Set task
Update the records starting with the line containing "Annotate the stone farmhouse" and continuing through the end of the records, replacing "window opening" with "window frame" and leaving everything else unchanged.

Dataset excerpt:
[BEGIN]
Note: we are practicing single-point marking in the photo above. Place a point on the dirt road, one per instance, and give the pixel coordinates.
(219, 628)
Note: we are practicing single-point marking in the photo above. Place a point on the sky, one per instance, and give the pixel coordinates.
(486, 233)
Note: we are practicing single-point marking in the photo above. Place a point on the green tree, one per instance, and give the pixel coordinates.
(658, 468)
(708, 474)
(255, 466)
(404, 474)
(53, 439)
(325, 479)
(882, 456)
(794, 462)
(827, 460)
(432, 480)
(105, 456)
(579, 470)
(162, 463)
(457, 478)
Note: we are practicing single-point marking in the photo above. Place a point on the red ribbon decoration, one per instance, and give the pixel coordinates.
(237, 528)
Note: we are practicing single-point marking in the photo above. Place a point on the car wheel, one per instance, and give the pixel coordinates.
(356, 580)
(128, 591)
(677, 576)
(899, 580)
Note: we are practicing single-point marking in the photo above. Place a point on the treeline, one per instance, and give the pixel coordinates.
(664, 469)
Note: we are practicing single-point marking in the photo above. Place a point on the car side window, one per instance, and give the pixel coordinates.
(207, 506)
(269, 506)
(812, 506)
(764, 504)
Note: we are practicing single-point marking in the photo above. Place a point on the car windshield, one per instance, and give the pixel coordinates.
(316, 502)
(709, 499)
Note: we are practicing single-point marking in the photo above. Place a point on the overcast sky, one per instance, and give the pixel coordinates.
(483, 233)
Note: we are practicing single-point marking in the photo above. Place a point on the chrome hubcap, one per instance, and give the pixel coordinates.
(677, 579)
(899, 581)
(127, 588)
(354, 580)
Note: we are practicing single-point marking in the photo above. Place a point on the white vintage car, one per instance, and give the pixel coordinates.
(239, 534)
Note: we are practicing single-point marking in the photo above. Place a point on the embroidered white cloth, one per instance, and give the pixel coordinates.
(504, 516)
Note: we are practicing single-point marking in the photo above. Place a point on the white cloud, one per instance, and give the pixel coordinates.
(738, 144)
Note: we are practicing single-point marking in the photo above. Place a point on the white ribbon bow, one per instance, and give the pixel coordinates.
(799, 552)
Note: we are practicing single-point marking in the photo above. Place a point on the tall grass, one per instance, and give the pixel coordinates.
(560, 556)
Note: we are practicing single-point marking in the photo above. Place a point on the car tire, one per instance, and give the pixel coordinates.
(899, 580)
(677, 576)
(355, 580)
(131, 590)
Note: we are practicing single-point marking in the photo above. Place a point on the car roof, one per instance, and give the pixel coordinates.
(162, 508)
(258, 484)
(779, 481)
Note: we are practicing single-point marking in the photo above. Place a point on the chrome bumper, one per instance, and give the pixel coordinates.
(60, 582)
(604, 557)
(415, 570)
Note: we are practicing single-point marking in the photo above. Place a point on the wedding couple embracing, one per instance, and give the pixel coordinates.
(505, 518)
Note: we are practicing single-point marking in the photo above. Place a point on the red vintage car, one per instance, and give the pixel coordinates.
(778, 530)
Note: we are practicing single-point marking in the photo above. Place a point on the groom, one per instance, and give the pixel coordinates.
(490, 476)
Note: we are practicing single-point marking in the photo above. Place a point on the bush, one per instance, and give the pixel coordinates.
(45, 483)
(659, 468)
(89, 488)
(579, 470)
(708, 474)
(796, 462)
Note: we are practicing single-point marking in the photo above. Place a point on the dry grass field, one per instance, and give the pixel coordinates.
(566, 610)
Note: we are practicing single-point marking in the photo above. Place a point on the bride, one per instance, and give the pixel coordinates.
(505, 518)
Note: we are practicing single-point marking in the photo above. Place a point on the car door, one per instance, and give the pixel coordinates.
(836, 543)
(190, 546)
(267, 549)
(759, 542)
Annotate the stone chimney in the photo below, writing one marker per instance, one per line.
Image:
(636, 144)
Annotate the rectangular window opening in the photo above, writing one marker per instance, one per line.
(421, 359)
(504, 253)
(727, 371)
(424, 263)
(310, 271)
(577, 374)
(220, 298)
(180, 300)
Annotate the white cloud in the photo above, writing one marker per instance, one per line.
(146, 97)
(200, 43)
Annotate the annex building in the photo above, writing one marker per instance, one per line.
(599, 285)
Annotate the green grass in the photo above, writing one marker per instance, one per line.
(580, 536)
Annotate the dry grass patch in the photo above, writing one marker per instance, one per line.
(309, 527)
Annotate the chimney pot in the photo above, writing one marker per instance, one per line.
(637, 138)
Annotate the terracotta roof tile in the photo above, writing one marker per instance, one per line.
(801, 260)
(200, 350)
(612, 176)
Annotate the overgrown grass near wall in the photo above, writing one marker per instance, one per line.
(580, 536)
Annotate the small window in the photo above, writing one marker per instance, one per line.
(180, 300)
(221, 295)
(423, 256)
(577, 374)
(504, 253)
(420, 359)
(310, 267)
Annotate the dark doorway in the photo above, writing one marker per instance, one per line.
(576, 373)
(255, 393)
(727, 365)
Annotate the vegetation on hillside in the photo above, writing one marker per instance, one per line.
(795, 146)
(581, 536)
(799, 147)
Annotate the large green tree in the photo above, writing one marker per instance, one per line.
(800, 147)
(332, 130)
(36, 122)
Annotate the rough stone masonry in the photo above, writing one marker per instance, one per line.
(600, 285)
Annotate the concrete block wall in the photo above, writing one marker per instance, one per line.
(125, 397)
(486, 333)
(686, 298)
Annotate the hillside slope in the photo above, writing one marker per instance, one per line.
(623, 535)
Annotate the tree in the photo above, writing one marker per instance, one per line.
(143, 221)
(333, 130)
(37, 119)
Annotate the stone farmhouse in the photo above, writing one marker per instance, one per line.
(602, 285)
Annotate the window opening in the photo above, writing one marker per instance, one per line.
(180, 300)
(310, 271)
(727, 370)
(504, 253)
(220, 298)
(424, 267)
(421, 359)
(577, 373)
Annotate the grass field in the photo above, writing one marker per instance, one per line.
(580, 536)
[END]
Output
Annotate the stone farmhouse in the photo above, writing one marker per instance, one per line.
(602, 285)
Annotate the window frame in the photo above, writing one marker per instance, one per line.
(180, 300)
(310, 271)
(727, 370)
(504, 253)
(220, 298)
(424, 267)
(421, 359)
(577, 373)
Annotate the grass field in the photo above, writing one marker per instance, one per line.
(580, 536)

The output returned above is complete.